Zoals eerder aangekondigd heeft Dibevo samen met het het Platform Verantwoord Huisdierenbezit (PVH) bezwaar aangetekend tegen de positieflijst bij het ministerie van LNV (nu LVVN). Het ministerie gaf ons nog tot 18 juli de tijd om de ‘gronden van bezwaar’ aan te vullen.
Advocatenkantoor Schoemaker heeft namens Dibevo en PVH een goed onderbouwd en zeer gedetailleerd bezwaarschrift van 42 pagina’s + 175 pagina’s met bijlagen naar de minister gestuurd. Dat bezwaarschrift kun je hier downloaden en inzien.
Op 1 juli 2024 is een nieuwe Huis- en hobbydierenlijst in werking getreden, die bepaalt welke diersoorten mogen worden gehouden. Verschillende partijen maakten bezwaar tegen de nieuwe lijst en vroegen om een voorlopige voorziening om deze in zijn geheel te schorsen, maar de rechter wees dit af.

## Opdracht:
Zet de tekst over het bezwaar tegen de positieflijst voort na de laatste zin.

## Getoonde gegevens:

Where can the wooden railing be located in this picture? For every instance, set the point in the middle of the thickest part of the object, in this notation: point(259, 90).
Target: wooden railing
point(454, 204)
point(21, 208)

## Resultaat:
Eerste verzoek voorlopige voorziening afgewezen • De rechter oordeelde vandaag, 2 juli 2021, dat de aangevoerde bezwaren te complex waren voor deze procedure. • Verder oordeelde de rechter dat er geen direct bezwaar en beroep openstond tegen het niet opnemen van zoogdiersoorten op de Huis- en hobbydierenlijst die niet Bijlage 1, tabel 1 of 2 van de Regeling houders van dieren stonden. • Ook oordeelde de rechter dat als het hele Besluit Huis- en hobbydierenlijst werd opgeschort, geen enkel dier meer gehouden mocht worden omdat dan het verbod op het houden van niet-aangewezen dieren (art. 2.2. Wet dieren) alles bepalend zou zijn. • De rechter hield het bij een belangenafweging en achtte het belang van de Minister zwaarder dan van de verzoekers.
Tweede verzoek voorlopige voorziening wordt aangepast aan uitspraak
Er is al een tweede voorlopige voorziening aangevraagd. Deze gaan we aanpassen, rekening houdend met de eerste uitspraak.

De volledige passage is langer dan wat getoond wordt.